Problem to solve: Turn every line of the entries below into a single numbered list, leaving out blank lines. Don't include any pictures in your answer.

======

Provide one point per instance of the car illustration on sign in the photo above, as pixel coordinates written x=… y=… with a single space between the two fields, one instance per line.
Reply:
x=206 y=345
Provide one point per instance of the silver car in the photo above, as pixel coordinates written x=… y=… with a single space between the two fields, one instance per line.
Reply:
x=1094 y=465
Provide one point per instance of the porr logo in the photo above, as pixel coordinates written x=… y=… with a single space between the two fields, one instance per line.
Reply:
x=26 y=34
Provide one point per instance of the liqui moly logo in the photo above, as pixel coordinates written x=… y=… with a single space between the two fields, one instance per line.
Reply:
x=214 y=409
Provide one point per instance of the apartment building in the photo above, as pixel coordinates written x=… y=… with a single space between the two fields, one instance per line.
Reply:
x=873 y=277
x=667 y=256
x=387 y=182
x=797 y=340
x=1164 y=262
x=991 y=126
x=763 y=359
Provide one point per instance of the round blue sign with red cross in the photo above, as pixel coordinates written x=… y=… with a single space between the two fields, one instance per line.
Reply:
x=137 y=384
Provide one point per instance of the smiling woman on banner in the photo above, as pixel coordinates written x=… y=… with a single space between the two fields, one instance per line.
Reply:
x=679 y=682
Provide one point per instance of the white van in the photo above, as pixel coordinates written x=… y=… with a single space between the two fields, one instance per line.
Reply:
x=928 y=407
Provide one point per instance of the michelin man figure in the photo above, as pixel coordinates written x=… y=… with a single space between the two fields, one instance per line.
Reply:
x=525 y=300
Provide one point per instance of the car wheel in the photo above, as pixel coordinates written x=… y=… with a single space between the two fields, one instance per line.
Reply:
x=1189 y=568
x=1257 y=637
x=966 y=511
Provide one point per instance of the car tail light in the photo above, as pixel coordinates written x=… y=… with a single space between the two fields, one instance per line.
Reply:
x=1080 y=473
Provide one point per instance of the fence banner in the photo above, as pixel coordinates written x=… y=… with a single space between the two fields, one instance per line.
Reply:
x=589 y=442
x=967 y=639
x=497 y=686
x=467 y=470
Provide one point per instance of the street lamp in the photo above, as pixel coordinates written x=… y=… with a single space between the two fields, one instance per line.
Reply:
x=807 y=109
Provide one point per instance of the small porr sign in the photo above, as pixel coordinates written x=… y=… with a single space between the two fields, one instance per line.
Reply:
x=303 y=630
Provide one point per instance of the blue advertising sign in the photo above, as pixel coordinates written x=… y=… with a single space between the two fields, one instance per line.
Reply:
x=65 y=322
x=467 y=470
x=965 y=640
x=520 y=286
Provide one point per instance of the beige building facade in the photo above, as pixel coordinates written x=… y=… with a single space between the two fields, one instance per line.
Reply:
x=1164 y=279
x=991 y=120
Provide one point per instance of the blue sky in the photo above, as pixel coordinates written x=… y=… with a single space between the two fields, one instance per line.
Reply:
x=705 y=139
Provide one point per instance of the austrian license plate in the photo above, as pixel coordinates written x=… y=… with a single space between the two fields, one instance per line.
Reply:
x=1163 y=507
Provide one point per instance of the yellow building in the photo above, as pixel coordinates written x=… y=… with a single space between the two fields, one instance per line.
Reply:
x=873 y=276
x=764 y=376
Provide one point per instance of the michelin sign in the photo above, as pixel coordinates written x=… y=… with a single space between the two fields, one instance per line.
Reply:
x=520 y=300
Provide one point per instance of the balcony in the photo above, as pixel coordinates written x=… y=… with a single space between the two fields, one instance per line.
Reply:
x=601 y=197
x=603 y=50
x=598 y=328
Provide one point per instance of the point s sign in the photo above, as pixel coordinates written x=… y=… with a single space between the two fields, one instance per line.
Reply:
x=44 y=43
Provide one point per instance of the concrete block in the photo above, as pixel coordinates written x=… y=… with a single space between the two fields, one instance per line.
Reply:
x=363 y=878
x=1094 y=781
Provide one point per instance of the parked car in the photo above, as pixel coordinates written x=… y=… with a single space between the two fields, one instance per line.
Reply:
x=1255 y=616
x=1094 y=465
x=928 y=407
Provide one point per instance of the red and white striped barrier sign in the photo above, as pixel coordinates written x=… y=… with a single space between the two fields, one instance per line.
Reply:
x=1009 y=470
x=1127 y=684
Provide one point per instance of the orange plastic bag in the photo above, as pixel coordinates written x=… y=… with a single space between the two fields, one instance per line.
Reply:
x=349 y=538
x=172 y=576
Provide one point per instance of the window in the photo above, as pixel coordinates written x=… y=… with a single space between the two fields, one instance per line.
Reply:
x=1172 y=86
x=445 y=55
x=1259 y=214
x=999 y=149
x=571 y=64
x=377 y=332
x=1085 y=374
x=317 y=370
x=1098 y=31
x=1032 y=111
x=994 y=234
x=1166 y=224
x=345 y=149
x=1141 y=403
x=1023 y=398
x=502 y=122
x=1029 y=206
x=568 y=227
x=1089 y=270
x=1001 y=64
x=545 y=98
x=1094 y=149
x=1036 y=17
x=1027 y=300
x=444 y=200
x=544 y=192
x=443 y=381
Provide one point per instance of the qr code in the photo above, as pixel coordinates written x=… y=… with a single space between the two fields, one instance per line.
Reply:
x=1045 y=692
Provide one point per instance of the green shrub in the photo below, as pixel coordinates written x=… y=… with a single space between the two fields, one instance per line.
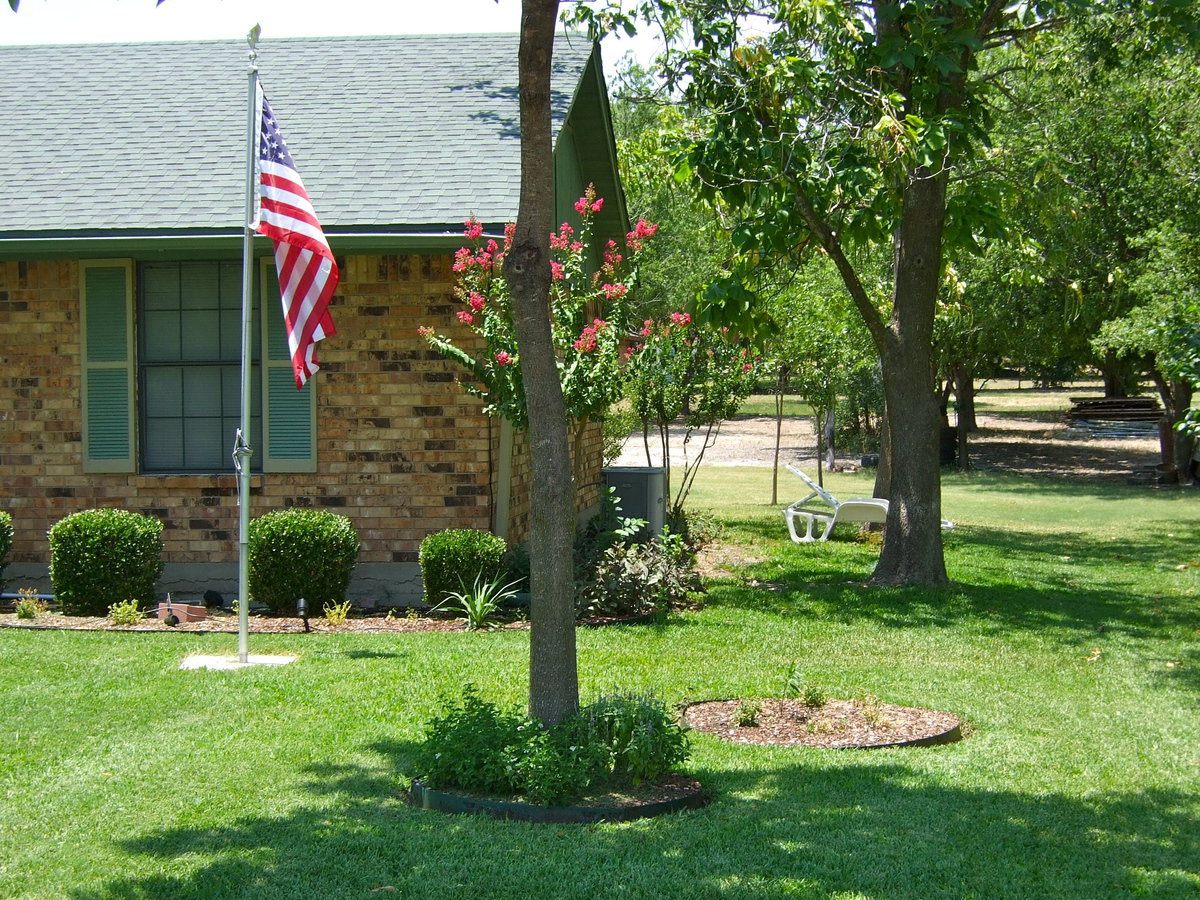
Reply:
x=640 y=736
x=29 y=604
x=125 y=612
x=475 y=745
x=469 y=744
x=5 y=541
x=300 y=553
x=639 y=579
x=453 y=561
x=105 y=556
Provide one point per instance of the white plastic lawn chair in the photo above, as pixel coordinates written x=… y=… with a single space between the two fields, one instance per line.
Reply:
x=857 y=509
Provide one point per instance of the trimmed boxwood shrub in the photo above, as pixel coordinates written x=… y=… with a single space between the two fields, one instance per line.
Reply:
x=100 y=557
x=453 y=561
x=5 y=541
x=300 y=553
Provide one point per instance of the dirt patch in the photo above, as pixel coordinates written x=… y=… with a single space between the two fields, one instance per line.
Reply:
x=838 y=724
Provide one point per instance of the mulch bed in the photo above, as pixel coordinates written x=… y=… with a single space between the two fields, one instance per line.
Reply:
x=670 y=793
x=222 y=623
x=839 y=724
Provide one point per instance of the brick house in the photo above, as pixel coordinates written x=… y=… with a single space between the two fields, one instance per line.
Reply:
x=121 y=211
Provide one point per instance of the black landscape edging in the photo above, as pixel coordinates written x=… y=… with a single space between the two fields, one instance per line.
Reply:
x=949 y=736
x=425 y=797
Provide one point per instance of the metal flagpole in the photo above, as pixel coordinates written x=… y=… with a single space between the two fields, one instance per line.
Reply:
x=241 y=451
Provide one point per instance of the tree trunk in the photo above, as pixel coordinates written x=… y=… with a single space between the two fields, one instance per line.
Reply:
x=1176 y=445
x=1119 y=376
x=964 y=397
x=553 y=676
x=779 y=432
x=831 y=433
x=912 y=544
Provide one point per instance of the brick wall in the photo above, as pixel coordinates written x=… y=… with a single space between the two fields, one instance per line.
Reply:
x=401 y=448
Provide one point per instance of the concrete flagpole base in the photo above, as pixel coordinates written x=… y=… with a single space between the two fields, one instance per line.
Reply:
x=201 y=661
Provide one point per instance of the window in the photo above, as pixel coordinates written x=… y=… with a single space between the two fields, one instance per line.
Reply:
x=190 y=367
x=161 y=389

======

Problem solution:
1. Provide one point per instance of the car illustration on sign in the photo above, as pixel coordinates written x=… y=… with a single space between the two fields, one instance per line.
2. Reply:
3. x=206 y=345
4. Provide one point per instance of the silver car in the photo above, as pixel coordinates written x=… y=… with a single space between the two fields, one instance per line.
5. Reply:
6. x=1094 y=465
7. Provide one point per instance of the porr logo in the photo above, as pixel coordinates written x=… y=… with a single space between the two fields, one instance per line.
8. Reply:
9. x=26 y=34
10. Provide one point per instance of the liqui moly logo in the photo above, as pixel coordinates written x=… y=… with a single space between the two fields, one instance per line.
11. Reply:
12. x=214 y=409
13. Provide one point per instance of the apartment building in the photo above, as pixel coordinates written x=… y=… with a single space between the two fields, one instance per line.
14. Reply:
15. x=873 y=277
16. x=667 y=256
17. x=387 y=182
18. x=797 y=340
19. x=1164 y=262
20. x=991 y=126
21. x=763 y=359
22. Provide one point per instance of the round blue sign with red cross in the photo above, as pixel coordinates written x=… y=… with a single space between the two fields, one instance per line.
23. Reply:
24. x=137 y=384
25. Provide one point per instance of the smiling woman on banner in the photo above, as pixel coordinates written x=… y=… with a single space between the two fields, one instance per line.
26. Reply:
27. x=679 y=682
28. Provide one point per instance of the white van in the photo above, as pixel coordinates written x=… y=… with a single space between the two fields, one instance per line.
29. Reply:
30. x=928 y=407
31. Provide one point per instance of the michelin man figure in the photo above, as pixel coordinates written x=… y=… with a single space between the two fields, one instance per line.
32. Reply:
33. x=525 y=300
34. Provide one point per instance of the car wheel in the photo above, as pixel coordinates written x=… y=… with a single space between the two fields, one instance per line.
35. Reply:
36. x=1189 y=568
37. x=1257 y=637
38. x=966 y=511
39. Provide one point per instance of the car tail light in the photo above, as pixel coordinates written x=… y=… with a single space between the two fields, one instance per line.
40. Reply:
41. x=1080 y=473
42. Provide one point per instance of the fence banner in the photo above, as pixel coordinates written x=… y=… with a single space between the two fields, one instance per line.
43. Reply:
44. x=589 y=442
45. x=967 y=639
46. x=497 y=686
47. x=467 y=470
48. Provide one point per instance of the street lamp in the photo above, as pixel coordinates written x=… y=… with a single space between the two fields, one instance per line.
49. Reply:
50. x=807 y=109
51. Provide one point per instance of the small porr sign in the photo above, as pixel coordinates written x=… y=… with a single space between the two fields, one instance per line.
52. Reply:
53. x=303 y=630
54. Provide one point per instance of the blue advertising sign in the photo above, as pixel coordinates written x=… y=… with a single space between the two fields, one instance per line.
55. Reply:
56. x=65 y=322
57. x=467 y=470
58. x=965 y=640
59. x=520 y=286
60. Provide one point per instance of the beige building facade in the photo above, as pixel coordinates written x=… y=… with a single space between the two fields, one instance per line.
61. Reply:
62. x=1164 y=279
63. x=991 y=120
64. Provide one point per instance of the blue sky in the photo above, as pixel coordinates written x=… y=… with a single space between the two fields, one instance per line.
65. Reply:
66. x=705 y=139
67. Provide one point per instance of the austrian license plate in the photo above, as pixel coordinates written x=… y=… with a single space between the two fields, one instance per line.
68. Reply:
69. x=1163 y=507
70. Provide one point per instance of the yellow building in the photo above, as pixel coordinates written x=… y=… with a single space between the two fields, one instance per line.
71. Reply:
72. x=873 y=276
73. x=764 y=376
74. Provide one point per instance of the michelin sign in the photo above, as pixel coordinates written x=… y=… with a single space between the two fields, one instance per line.
75. Reply:
76. x=520 y=300
77. Provide one point per instance of the balcony in the photo above, as pixel coordinates written x=… y=… with a single space between the two fields, one instance per line.
78. Reply:
79. x=601 y=197
80. x=603 y=50
81. x=598 y=328
82. Provide one point per instance of the point s sign in the photo above, as pixel coordinates written x=… y=… with a single space between the two fields, one instance per line.
83. Reply:
84. x=44 y=43
85. Provide one point per instance of the concrete block in the photo above, as pixel coordinates written x=… y=… with a single space between the two fields, one instance per line.
86. Reply:
87. x=363 y=878
88. x=1094 y=781
89. Provide one point per instance of the parked car in the photo above, as pixel coordinates written x=… y=… with a single space between the two fields, one instance per line.
90. Reply:
91. x=1255 y=616
92. x=1094 y=465
93. x=928 y=407
94. Provide one point per instance of the red and white striped barrier sign in the photo above, as pixel coordinates written x=… y=… with a single space between the two fields, one instance per line.
95. Reply:
96. x=1009 y=470
97. x=1127 y=684
98. Provide one point per instance of the orange plastic bag in the photo above, as pixel coordinates written x=… y=… with a single space between the two fields, one instance per line.
99. Reply:
100. x=349 y=538
101. x=172 y=576
102. Provide one point per instance of the window in the photo above, as pixel coordinates written x=… y=… with a single space between the two fields, one instance per line.
103. Reply:
104. x=1172 y=86
105. x=445 y=55
106. x=1259 y=214
107. x=999 y=149
108. x=571 y=64
109. x=377 y=332
110. x=1085 y=374
111. x=317 y=370
112. x=1098 y=31
113. x=1032 y=111
114. x=994 y=234
115. x=1166 y=224
116. x=345 y=149
117. x=1141 y=403
118. x=1023 y=398
119. x=502 y=122
120. x=1029 y=206
121. x=568 y=227
122. x=1089 y=270
123. x=1001 y=64
124. x=545 y=98
125. x=1094 y=149
126. x=1036 y=17
127. x=1027 y=300
128. x=444 y=200
129. x=544 y=192
130. x=443 y=381
131. Provide one point per instance of the qr code in the photo above, as pixel coordinates written x=… y=… with a single space between the two fields, one instance per line.
132. Reply:
133. x=1045 y=692
134. Provide one point per instance of the green shrub in the photo below, as pixel coordinates written x=… y=… with a single space between the two fields, one instance per line.
135. Reply:
136. x=640 y=736
137. x=29 y=604
138. x=125 y=612
139. x=475 y=745
140. x=469 y=744
141. x=5 y=541
142. x=300 y=553
143. x=639 y=579
144. x=453 y=561
145. x=105 y=556
146. Provide one point per instance of the white plastic lawn chair in the photo above, as pixel coordinates written x=… y=… with a single space between the two fields, one instance per line.
147. Reply:
148. x=857 y=509
149. Provide one point per instance of the trimmed boxwood shrub in the photo above, as pixel coordinates written x=… y=… with a single space between the two fields, one instance per line.
150. Reply:
151. x=100 y=557
152. x=453 y=561
153. x=5 y=541
154. x=300 y=553
155. Provide one point per instance of the dirt patch in the photo above, as pixel coordinates written x=… y=… with a single space between the two fields, one instance per line.
156. Reply:
157. x=838 y=724
158. Provide one point per instance of the mulch bed in the photo above, as pixel coordinates written x=… y=… with a single space between the two fields, one instance per line.
159. Reply:
160. x=670 y=793
161. x=222 y=623
162. x=839 y=724
163. Provide one point per instance of the brick house in the photo above, as pixel coordinates written x=… y=… with a single space between the two fields, one instance per line.
164. Reply:
165. x=121 y=211
166. Provide one point per instance of the black landscape edging in the photo above, as pixel coordinates written x=… y=… with a single space between the two fields, one instance per line.
167. Reply:
168. x=949 y=736
169. x=425 y=797
170. Provide one point per instance of the metal flagpole in the photo above, as pixel coordinates written x=… y=… with a single space between the two fields, one instance per line.
171. Reply:
172. x=241 y=451
173. Provide one point per instance of the tree trunk in the photo above, as pixel coordinates written x=… y=… with a single space between the two fields, one instance per line.
174. Reply:
175. x=1176 y=445
176. x=1119 y=376
177. x=964 y=397
178. x=553 y=676
179. x=779 y=432
180. x=831 y=433
181. x=912 y=544
182. Provide one point per instance of the brick wall in the photo above, as pixel coordinates written x=… y=… with a single space between the two fields, one instance per line.
183. Reply:
184. x=401 y=448
185. Provide one point per instance of the concrete flagpole base in the photo above, as pixel coordinates written x=… y=… with a single space between the two fields, one instance per line.
186. Reply:
187. x=201 y=661
188. Provide one point per instance of the window in the photo above, as pixel coordinates written x=… y=… with a single space between the two fields, one instance per line.
189. Reply:
190. x=190 y=367
191. x=161 y=389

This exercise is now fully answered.